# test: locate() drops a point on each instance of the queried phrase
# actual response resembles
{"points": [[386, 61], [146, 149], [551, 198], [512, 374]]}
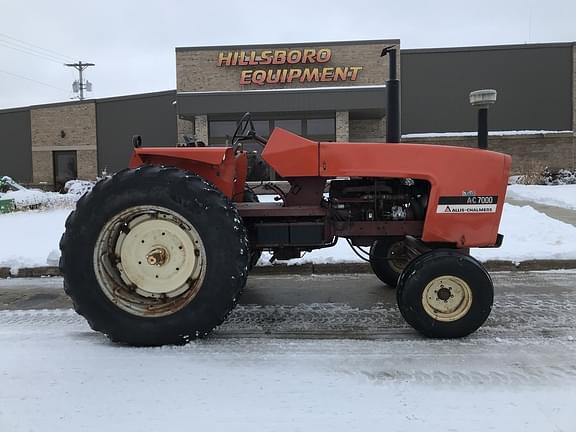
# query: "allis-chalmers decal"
{"points": [[467, 204], [287, 66]]}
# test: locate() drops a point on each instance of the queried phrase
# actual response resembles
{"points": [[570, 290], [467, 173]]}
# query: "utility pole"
{"points": [[80, 85]]}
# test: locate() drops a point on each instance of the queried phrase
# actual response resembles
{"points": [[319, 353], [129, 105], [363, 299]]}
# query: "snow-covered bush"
{"points": [[546, 176]]}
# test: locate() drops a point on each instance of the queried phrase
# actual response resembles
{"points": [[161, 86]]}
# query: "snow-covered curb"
{"points": [[560, 196], [30, 239], [491, 133]]}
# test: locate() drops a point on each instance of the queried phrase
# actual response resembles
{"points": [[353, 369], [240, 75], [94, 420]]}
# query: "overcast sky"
{"points": [[132, 41]]}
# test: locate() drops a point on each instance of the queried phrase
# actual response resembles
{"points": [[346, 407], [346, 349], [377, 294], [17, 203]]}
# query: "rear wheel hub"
{"points": [[149, 261]]}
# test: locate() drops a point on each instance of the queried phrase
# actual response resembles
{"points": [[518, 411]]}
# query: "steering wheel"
{"points": [[245, 130]]}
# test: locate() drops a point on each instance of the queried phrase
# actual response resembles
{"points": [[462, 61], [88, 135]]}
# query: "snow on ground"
{"points": [[559, 196], [58, 375], [528, 234], [30, 239], [491, 133], [35, 198]]}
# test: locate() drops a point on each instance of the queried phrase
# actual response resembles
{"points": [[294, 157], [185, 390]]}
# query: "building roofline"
{"points": [[86, 101], [289, 44], [296, 90], [488, 47]]}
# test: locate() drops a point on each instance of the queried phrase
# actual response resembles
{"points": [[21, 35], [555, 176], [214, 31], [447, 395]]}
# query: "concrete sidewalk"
{"points": [[559, 213], [342, 268]]}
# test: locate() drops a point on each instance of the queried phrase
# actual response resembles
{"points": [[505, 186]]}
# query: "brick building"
{"points": [[332, 91]]}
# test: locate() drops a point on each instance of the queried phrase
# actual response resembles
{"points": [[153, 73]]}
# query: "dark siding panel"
{"points": [[348, 99], [152, 117], [16, 146], [534, 89]]}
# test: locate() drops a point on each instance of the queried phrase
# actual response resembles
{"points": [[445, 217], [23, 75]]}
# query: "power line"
{"points": [[81, 85], [32, 53], [36, 47], [33, 80]]}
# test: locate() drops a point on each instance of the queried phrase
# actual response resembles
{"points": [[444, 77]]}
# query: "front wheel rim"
{"points": [[447, 298], [149, 261]]}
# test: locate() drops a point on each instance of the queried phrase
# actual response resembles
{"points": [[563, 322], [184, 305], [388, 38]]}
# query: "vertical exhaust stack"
{"points": [[483, 99], [392, 96]]}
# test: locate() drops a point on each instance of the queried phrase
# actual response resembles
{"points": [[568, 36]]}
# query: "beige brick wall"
{"points": [[530, 153], [342, 126], [87, 164], [373, 130], [63, 127], [42, 168], [201, 128], [198, 70], [574, 88]]}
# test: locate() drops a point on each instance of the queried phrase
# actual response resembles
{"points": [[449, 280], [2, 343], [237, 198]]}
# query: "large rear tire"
{"points": [[445, 294], [154, 256]]}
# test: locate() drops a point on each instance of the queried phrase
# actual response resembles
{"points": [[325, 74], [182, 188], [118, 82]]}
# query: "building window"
{"points": [[65, 168], [321, 129], [290, 125]]}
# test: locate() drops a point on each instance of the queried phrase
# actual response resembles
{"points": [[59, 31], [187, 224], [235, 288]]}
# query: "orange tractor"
{"points": [[159, 253]]}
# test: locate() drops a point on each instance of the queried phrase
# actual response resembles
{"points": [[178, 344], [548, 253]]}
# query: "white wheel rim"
{"points": [[149, 261], [447, 298]]}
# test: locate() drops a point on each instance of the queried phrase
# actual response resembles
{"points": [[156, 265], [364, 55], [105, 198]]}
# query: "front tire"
{"points": [[154, 256], [388, 257], [445, 294]]}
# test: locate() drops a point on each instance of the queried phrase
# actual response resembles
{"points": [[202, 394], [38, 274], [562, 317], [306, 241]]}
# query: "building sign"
{"points": [[280, 66]]}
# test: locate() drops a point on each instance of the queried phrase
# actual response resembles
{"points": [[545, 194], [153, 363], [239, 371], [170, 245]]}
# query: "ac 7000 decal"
{"points": [[467, 204]]}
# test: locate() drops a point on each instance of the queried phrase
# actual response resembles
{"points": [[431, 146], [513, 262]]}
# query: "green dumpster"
{"points": [[6, 205]]}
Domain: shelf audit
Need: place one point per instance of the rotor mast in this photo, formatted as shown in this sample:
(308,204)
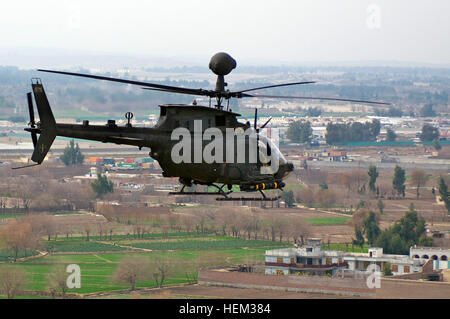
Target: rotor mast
(221,64)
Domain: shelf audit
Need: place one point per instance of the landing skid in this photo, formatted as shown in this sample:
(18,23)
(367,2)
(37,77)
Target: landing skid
(225,197)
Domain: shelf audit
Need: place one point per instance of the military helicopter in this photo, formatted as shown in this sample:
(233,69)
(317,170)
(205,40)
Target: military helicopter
(264,170)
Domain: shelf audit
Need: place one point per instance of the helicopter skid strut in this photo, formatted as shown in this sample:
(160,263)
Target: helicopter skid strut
(225,197)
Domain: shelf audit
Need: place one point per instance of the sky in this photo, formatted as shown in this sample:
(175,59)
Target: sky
(253,32)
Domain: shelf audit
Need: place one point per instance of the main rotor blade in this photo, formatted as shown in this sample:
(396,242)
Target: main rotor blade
(314,98)
(273,86)
(30,109)
(173,89)
(267,122)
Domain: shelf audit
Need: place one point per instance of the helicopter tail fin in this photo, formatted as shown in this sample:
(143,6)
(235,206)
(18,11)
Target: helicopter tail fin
(47,122)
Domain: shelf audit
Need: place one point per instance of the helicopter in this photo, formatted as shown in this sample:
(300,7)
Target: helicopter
(246,157)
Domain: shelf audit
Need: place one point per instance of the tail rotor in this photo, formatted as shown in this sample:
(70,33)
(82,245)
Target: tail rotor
(32,122)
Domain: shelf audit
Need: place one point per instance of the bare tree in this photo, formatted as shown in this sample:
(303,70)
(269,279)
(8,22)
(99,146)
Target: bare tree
(18,236)
(131,270)
(12,281)
(161,267)
(57,281)
(418,179)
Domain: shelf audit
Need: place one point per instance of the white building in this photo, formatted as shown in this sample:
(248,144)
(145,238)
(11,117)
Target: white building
(312,260)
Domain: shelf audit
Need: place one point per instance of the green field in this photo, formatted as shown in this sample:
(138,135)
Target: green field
(328,221)
(98,268)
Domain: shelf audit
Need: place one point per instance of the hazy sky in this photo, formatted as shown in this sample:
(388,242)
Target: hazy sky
(289,31)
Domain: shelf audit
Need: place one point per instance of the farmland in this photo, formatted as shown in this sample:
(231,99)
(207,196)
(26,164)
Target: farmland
(98,260)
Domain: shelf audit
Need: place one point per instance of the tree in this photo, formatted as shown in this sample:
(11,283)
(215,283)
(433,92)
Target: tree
(427,111)
(132,269)
(102,186)
(288,198)
(12,281)
(444,193)
(18,236)
(410,230)
(390,135)
(429,133)
(326,197)
(371,228)
(398,183)
(57,281)
(305,164)
(359,240)
(366,224)
(161,268)
(307,196)
(373,175)
(323,185)
(380,206)
(418,179)
(299,132)
(436,144)
(72,154)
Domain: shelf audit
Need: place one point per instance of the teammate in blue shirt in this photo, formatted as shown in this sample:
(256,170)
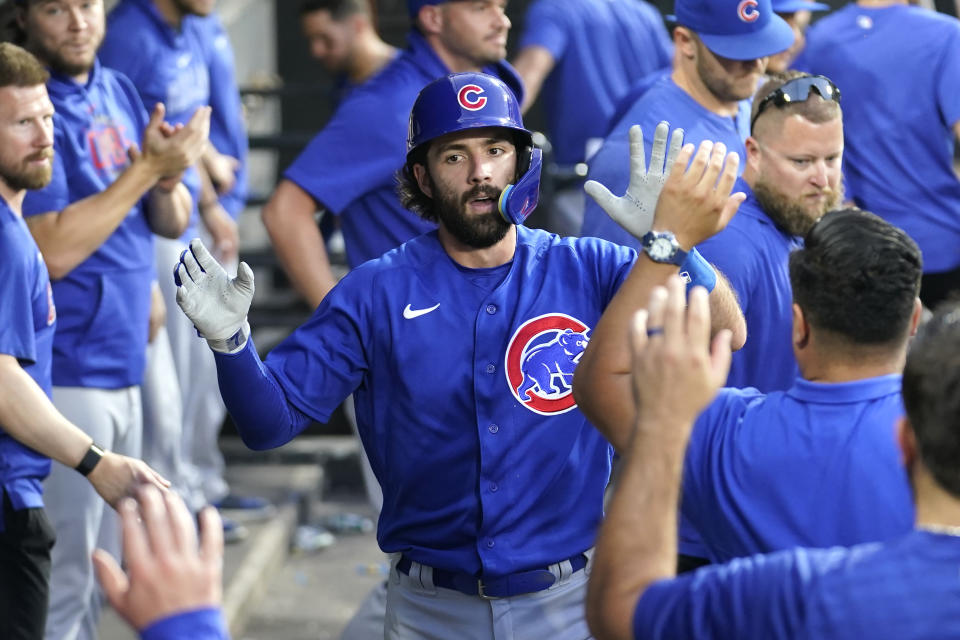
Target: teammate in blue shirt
(904,589)
(31,429)
(721,52)
(115,184)
(348,168)
(582,56)
(897,66)
(492,479)
(792,177)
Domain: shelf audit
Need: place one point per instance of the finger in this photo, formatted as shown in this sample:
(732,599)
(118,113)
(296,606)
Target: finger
(244,279)
(638,156)
(211,536)
(638,332)
(182,527)
(720,357)
(112,579)
(601,195)
(676,142)
(658,152)
(698,320)
(656,308)
(674,325)
(155,519)
(189,261)
(206,261)
(136,549)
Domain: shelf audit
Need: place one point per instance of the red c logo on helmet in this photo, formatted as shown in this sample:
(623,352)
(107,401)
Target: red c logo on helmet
(470,98)
(747,10)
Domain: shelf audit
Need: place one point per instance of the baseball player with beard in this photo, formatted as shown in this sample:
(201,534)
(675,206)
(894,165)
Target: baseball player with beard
(459,347)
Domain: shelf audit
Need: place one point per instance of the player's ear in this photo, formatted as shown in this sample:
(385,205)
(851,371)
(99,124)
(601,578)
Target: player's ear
(422,177)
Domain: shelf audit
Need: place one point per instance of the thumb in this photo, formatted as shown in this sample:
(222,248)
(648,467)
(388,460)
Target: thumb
(602,196)
(244,279)
(112,578)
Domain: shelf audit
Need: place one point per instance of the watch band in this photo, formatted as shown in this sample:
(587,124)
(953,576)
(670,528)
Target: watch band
(90,460)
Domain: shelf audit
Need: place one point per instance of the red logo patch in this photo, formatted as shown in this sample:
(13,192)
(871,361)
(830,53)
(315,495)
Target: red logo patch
(747,10)
(540,360)
(470,97)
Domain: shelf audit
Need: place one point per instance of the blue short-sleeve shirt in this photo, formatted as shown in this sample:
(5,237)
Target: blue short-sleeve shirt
(350,166)
(27,322)
(753,254)
(599,48)
(104,302)
(898,69)
(815,466)
(904,588)
(464,402)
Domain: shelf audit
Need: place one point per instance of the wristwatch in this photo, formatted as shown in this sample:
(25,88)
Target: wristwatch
(662,246)
(90,460)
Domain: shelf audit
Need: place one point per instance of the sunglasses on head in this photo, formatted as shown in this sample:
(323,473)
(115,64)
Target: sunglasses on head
(798,90)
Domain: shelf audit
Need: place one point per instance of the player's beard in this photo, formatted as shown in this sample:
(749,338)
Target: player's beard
(790,214)
(477,231)
(28,178)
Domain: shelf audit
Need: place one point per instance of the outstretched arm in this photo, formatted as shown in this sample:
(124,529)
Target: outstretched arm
(676,371)
(693,203)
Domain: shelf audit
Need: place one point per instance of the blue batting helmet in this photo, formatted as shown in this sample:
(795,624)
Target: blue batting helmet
(462,101)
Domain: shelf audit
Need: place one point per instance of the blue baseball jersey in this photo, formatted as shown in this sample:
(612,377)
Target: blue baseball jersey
(904,589)
(104,302)
(27,321)
(753,253)
(462,385)
(814,466)
(196,624)
(599,48)
(664,100)
(170,66)
(349,167)
(897,68)
(228,132)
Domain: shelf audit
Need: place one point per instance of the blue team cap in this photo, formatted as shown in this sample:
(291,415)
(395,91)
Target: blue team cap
(792,6)
(413,6)
(735,29)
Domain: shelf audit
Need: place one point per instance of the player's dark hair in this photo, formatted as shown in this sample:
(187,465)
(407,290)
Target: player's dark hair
(931,395)
(814,109)
(339,9)
(19,67)
(857,277)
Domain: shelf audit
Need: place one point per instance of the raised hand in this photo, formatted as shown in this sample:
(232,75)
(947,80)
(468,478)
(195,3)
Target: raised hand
(634,211)
(215,303)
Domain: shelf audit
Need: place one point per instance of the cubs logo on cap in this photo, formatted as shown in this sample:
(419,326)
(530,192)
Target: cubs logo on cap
(541,357)
(471,97)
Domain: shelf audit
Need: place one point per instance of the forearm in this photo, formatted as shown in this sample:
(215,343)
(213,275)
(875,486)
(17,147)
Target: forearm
(299,246)
(725,312)
(27,414)
(637,543)
(68,237)
(257,404)
(601,382)
(169,211)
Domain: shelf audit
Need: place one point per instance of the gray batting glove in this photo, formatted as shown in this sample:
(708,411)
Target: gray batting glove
(215,303)
(634,210)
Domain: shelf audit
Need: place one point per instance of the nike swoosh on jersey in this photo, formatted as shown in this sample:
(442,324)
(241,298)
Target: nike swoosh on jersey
(410,314)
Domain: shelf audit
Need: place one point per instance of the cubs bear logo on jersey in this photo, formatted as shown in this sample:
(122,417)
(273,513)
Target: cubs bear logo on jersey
(540,360)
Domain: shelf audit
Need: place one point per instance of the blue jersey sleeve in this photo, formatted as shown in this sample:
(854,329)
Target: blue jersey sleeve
(258,405)
(546,26)
(358,151)
(757,597)
(948,97)
(17,335)
(200,624)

+ + + +

* [What is needed]
Word for word, restate the lines of the listing above starting at the line with "Need: place one point per instance of the blue baseball" and ending at the line with "Need: place one point per instance of the blue team", and nothing outside them.

* [Answer to the exercise]
Need: place one point per instance of the blue baseball jersey in this photo, formatted as shown in this sample:
(612,377)
Target: blue baseball jersey
(904,589)
(104,302)
(27,321)
(753,253)
(462,385)
(814,466)
(196,624)
(599,48)
(664,100)
(170,66)
(349,167)
(897,68)
(228,132)
Domain: shelf audit
Need: place one point per instance of the blue team cap in this photo, formatted as shown in this sample:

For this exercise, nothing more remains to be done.